DOCUMENT –
* * *
Some of my favourite graphic scores are Brian Eno’s, for Music for Airports, Thursday Afternoon and so forth. On the one hand, they’re crisp and methodical, with precise meaning for the composer. But on the other, they’re runic and mysterious, open to interpretation as graphic artworks in their own right.
The reason why Cardew came to hate avant garde music was due to his newfound political beliefs. He became a Maoist in the wake of the 1968 protests and he denounced the avant-garde movement as bourgeoise, specifically Hymnen by Stockhausen which, according to him, was a glorification of capitalist and fascist countries. I respect his political beliefs, as I myself am a leftist, but I disagree with his stance on avant-garde music, as I believe the reason why avant garde became a thing in the first place was to challenge the bourgeois forms of music that was popular.
Now there's only one question left: Can someone without reference reproduce your video based on your drawings as an alternate form of notation of your script?
Traditional notation does not contain information about intonation because it finished developing significantly before intonation really became standardized to the degree that we have it today, and as some might put it, in a way that "defines order down to the point that it does".
I think Savant should have been referenced for midi art as he is where Andrew Huang got the inspiration. Andrew Huang is great and all, but i think Savant made it popular.
I was just thinking about notation the other day! Always cool when an upload coincides like that. It seems like although standard musical notation is very pure and clearly well-suited for a host of applications there are some things that are beyond it, such as panning as you mentioned and just about everything else in the digital realm. A lot of tracks you'll hear within certain genres have sound design that has a hard-to-pin-down timbre even internally as a listener, so designing some kind of standardized, formal notation for it has an extra layer of ambiguity (ie is there some measurable threshold where a sound changes from 'muffled' to 'resonating'? Or 'metallic' to 'wet'?). Since this video shows you're not afraid to tackle digital developments in music, would you be willing to discuss pitch bending? I've been wondering how it fits into theory. I know it's far from a modern development but I'd wager that it is much more prevalent in electronic music than most other (western) genres. Some questions I've had are about how the microtones that arise during a bend harmonize with non-bent instruments. Or interesting distances to bend, rather than just an octave or a fifth. Or non-traditional shapes that do more than just slope down or slope up -- maybe combining the two, or oscillating like a triangle wave. It feels like pitch bends like these often break into a realm of theory that I've heard little about (granted I'm a complete amateur and have little more than beginner training).
* * *
SHORT EXERCISE – Can you quote the comments on music notation word for word, starting with "The reason why Cardew" and going on through "of your script?"?

DATA LISTING –
* * *
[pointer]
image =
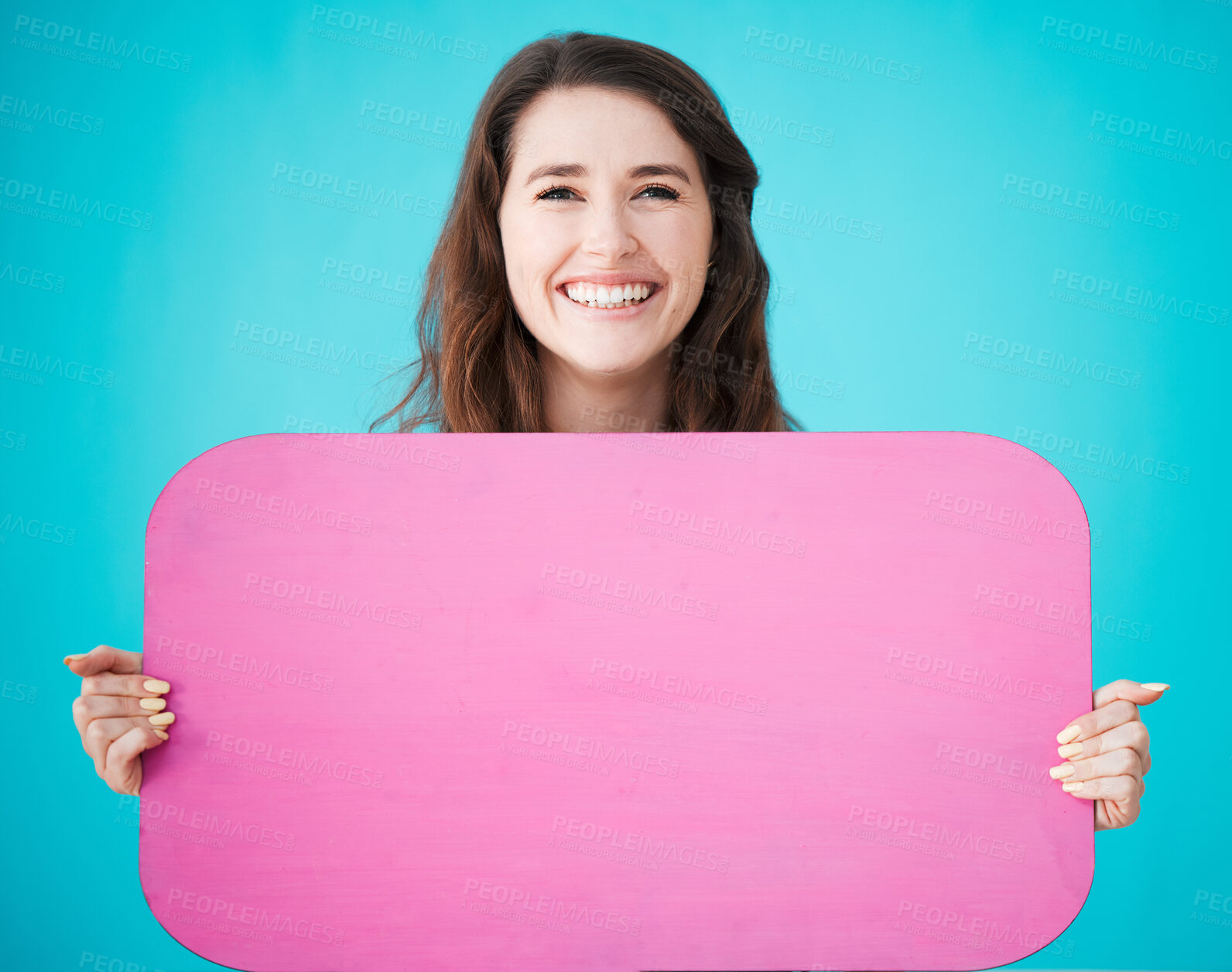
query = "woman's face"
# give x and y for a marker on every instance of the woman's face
(628, 207)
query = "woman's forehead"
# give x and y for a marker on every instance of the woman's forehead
(591, 128)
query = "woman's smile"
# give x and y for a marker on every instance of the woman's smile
(613, 303)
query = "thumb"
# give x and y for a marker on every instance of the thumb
(104, 658)
(1140, 693)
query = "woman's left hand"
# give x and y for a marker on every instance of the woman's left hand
(1108, 751)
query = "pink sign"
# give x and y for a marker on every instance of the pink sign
(699, 701)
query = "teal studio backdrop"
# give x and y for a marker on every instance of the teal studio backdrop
(1007, 218)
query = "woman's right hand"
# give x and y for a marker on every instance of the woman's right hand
(120, 714)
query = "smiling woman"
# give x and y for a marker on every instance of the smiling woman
(597, 272)
(597, 269)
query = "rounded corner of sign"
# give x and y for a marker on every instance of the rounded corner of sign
(1022, 453)
(179, 474)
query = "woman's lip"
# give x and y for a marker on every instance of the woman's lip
(564, 287)
(615, 312)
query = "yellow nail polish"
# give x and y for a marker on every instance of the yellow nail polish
(1069, 732)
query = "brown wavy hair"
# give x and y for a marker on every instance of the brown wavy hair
(478, 368)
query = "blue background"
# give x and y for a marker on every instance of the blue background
(936, 314)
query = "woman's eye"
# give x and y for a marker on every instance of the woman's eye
(668, 193)
(661, 193)
(549, 193)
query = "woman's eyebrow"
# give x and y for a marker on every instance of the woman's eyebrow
(573, 170)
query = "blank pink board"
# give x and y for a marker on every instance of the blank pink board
(699, 701)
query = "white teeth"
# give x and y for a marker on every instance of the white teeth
(597, 295)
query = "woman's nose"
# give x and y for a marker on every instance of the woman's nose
(609, 233)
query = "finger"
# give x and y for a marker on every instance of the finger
(104, 658)
(110, 706)
(123, 765)
(102, 732)
(1129, 734)
(1098, 721)
(1140, 693)
(1124, 790)
(110, 683)
(1117, 763)
(89, 707)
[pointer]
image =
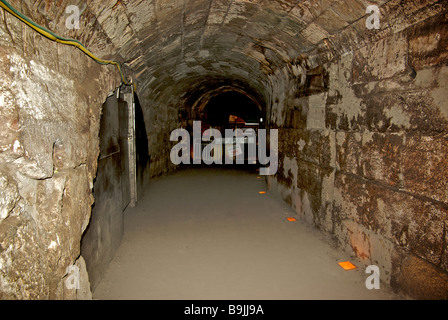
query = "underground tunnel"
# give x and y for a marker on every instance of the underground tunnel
(92, 90)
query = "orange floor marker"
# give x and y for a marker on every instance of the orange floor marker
(347, 265)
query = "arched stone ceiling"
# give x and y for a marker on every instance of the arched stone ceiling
(171, 44)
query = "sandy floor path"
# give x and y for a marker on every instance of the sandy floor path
(209, 234)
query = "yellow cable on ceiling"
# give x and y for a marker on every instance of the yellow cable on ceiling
(71, 42)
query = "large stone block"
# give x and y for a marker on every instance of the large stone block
(422, 280)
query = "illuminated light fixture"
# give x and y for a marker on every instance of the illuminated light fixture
(347, 265)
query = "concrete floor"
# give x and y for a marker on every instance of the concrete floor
(209, 234)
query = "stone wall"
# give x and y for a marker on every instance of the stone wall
(363, 157)
(50, 106)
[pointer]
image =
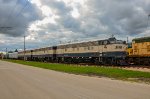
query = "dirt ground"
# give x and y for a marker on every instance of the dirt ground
(137, 69)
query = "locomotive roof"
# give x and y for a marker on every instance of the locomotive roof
(140, 40)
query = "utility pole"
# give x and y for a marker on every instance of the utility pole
(6, 53)
(24, 48)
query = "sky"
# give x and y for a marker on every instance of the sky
(52, 22)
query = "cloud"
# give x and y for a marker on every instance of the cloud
(17, 16)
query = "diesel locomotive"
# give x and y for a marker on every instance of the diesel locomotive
(108, 51)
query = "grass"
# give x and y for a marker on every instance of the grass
(91, 70)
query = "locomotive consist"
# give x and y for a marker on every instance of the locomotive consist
(139, 52)
(108, 51)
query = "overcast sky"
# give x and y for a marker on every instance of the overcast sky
(50, 22)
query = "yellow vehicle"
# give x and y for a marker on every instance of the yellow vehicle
(139, 53)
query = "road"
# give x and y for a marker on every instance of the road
(26, 82)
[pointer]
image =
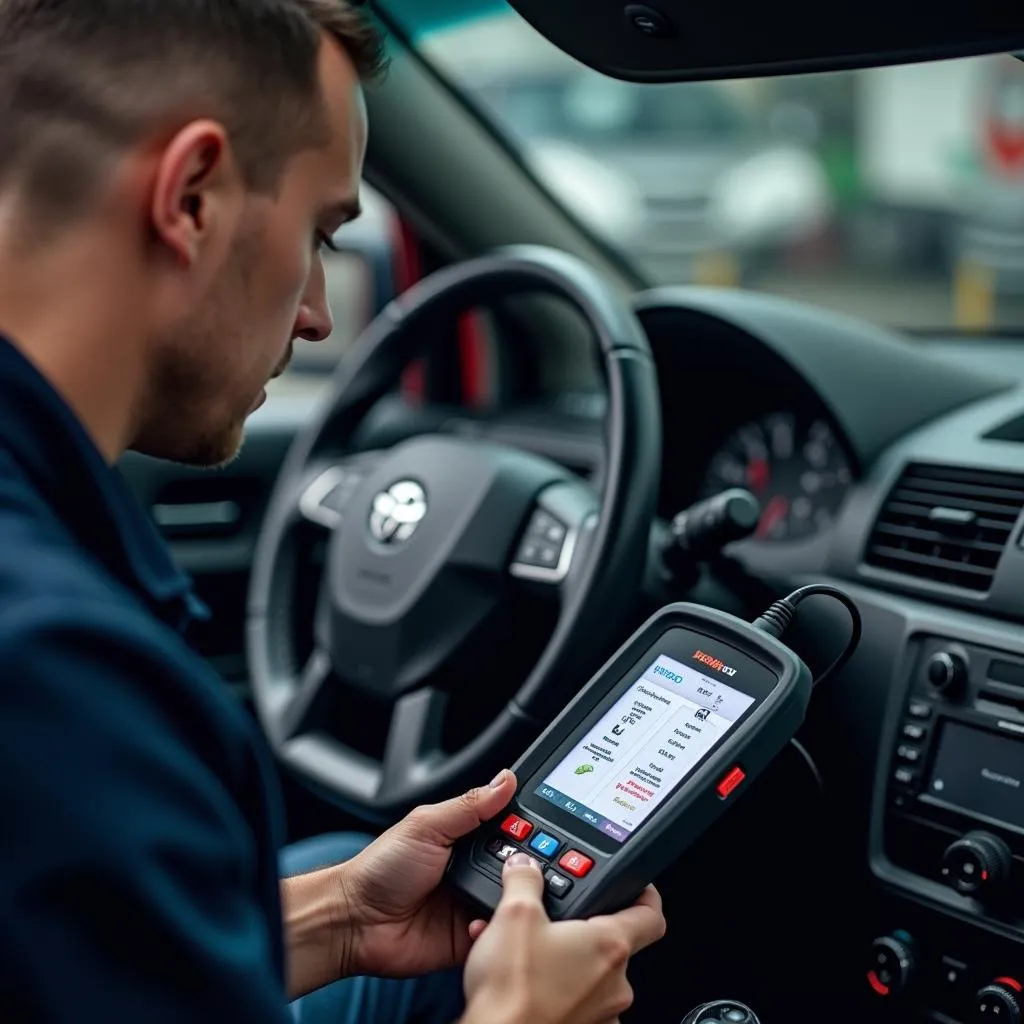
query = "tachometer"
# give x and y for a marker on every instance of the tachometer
(795, 466)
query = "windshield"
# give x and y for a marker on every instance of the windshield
(893, 194)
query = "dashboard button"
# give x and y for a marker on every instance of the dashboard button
(999, 1001)
(516, 827)
(576, 863)
(557, 884)
(977, 864)
(947, 673)
(545, 845)
(892, 964)
(500, 849)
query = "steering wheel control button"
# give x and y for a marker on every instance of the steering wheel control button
(545, 528)
(649, 22)
(326, 499)
(547, 846)
(947, 674)
(517, 827)
(998, 1003)
(734, 1015)
(892, 964)
(557, 885)
(977, 863)
(576, 863)
(542, 545)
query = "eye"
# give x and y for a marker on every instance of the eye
(324, 241)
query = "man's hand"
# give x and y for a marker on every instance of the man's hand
(398, 922)
(526, 970)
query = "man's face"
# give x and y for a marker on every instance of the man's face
(212, 366)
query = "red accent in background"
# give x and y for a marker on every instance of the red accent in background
(472, 358)
(758, 475)
(1006, 146)
(872, 980)
(408, 271)
(471, 337)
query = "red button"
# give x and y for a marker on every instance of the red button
(732, 778)
(517, 827)
(576, 863)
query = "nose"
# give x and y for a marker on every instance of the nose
(314, 322)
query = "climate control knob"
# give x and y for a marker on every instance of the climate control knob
(891, 967)
(947, 673)
(999, 1001)
(977, 864)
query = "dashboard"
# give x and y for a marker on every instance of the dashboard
(892, 468)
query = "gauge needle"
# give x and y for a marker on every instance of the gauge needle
(758, 474)
(776, 510)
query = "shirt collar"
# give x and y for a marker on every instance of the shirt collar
(92, 500)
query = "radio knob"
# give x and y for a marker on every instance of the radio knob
(892, 964)
(947, 673)
(998, 1001)
(977, 864)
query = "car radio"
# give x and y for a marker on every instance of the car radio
(954, 796)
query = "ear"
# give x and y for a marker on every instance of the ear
(196, 177)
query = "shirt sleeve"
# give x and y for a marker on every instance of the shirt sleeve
(130, 884)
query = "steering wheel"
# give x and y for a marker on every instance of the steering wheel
(434, 537)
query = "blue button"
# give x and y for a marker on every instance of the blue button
(544, 845)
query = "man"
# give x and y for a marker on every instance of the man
(168, 172)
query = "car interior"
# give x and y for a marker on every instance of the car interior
(556, 404)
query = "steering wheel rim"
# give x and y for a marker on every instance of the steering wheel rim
(606, 561)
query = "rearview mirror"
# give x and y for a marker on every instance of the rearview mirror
(680, 40)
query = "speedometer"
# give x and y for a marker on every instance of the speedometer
(795, 466)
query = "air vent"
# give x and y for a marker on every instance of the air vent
(947, 524)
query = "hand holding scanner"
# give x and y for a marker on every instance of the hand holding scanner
(650, 752)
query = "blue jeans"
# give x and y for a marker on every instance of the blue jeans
(434, 998)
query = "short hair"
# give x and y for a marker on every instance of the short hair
(84, 80)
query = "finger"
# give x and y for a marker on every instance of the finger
(643, 924)
(457, 817)
(522, 881)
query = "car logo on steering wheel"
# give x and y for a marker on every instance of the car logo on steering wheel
(397, 512)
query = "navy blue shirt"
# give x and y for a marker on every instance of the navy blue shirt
(138, 804)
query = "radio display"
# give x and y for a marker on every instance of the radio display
(979, 772)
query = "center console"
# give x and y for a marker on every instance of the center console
(948, 837)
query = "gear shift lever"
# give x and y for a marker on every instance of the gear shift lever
(721, 1012)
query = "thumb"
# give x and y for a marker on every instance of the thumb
(522, 881)
(459, 816)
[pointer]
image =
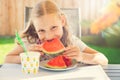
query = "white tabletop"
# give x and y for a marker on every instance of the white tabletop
(13, 72)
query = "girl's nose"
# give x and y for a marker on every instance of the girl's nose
(49, 36)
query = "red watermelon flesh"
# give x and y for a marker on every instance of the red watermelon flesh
(59, 62)
(53, 46)
(67, 61)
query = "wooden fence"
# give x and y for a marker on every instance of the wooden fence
(12, 12)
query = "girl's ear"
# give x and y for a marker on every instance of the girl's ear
(63, 19)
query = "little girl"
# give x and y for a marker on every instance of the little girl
(48, 22)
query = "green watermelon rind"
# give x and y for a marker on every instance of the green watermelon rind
(56, 52)
(55, 67)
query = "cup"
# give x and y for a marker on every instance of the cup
(30, 62)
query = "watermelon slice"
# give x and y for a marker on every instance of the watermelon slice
(53, 46)
(59, 62)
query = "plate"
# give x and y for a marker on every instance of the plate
(42, 65)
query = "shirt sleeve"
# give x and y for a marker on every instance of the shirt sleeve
(77, 42)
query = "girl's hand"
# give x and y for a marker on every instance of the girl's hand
(72, 52)
(36, 47)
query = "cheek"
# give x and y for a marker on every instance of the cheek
(40, 36)
(59, 32)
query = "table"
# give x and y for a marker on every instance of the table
(113, 71)
(82, 72)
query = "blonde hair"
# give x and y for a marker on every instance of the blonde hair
(42, 8)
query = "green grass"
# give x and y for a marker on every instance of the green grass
(6, 44)
(113, 54)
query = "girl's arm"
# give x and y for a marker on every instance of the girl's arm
(13, 56)
(91, 56)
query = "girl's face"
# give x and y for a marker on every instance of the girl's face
(49, 26)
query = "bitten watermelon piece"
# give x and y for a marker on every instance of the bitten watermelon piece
(59, 62)
(53, 46)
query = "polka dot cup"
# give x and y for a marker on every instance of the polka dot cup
(30, 62)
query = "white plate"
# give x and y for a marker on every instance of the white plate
(42, 65)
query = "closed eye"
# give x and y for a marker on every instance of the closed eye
(41, 30)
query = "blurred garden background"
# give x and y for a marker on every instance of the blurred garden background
(99, 24)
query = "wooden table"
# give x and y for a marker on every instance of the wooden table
(113, 71)
(81, 72)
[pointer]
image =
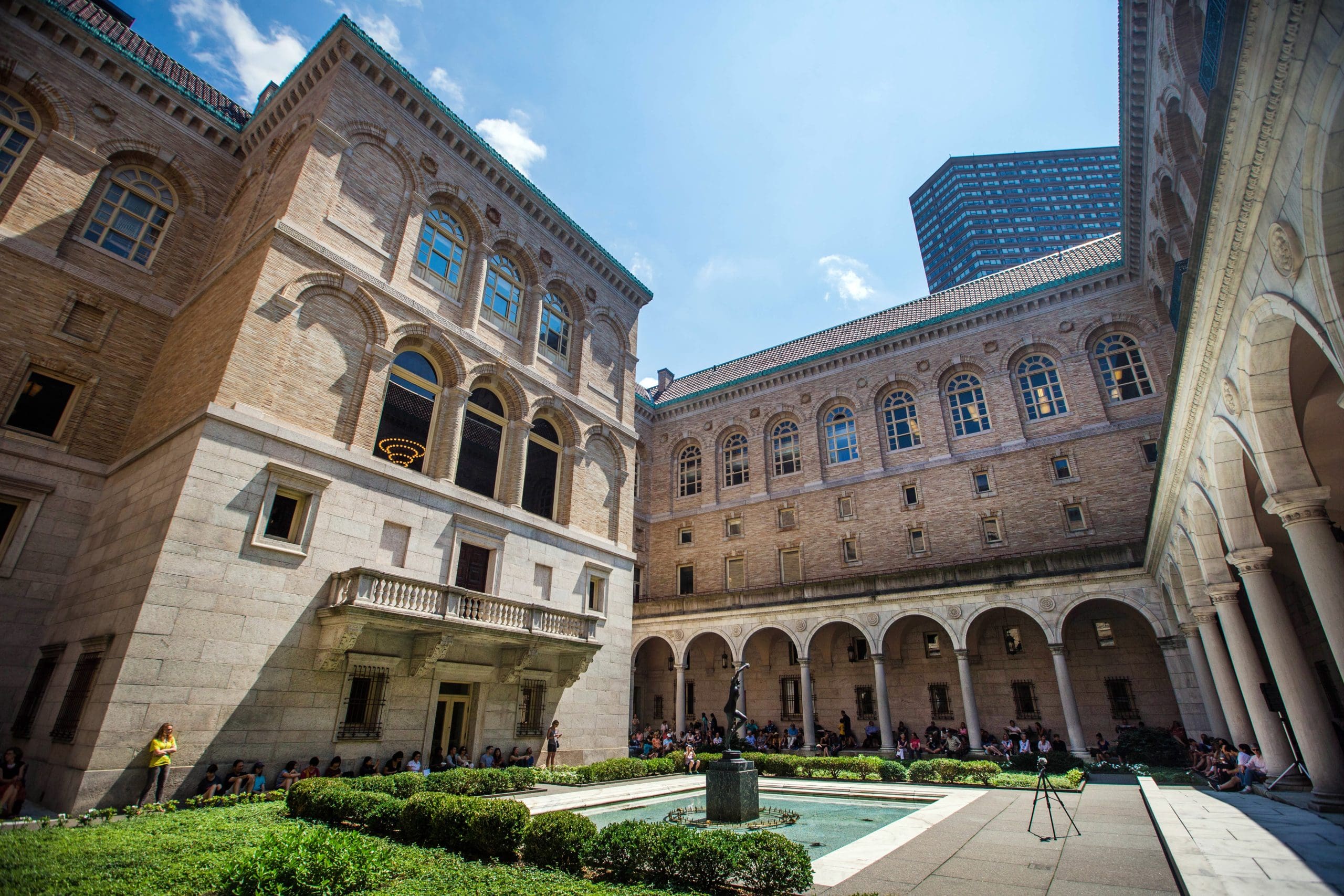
* * *
OUTPUT –
The reason why Cardew came to hate avant garde music was due to his newfound political beliefs. He became a Maoist in the wake of the 1968 protests and he denounced the avant-garde movement as bourgeoise, specifically Hymnen by Stockhausen which, according to him, was a glorification of capitalist and fascist countries. I respect his political beliefs, as I myself am a leftist, but I disagree with his stance on avant-garde music, as I believe the reason why avant garde became a thing in the first place was to challenge the bourgeois forms of music that was popular.
Now there's only one question left: Can someone without reference reproduce your video based on your drawings as an alternate form of notation of your script?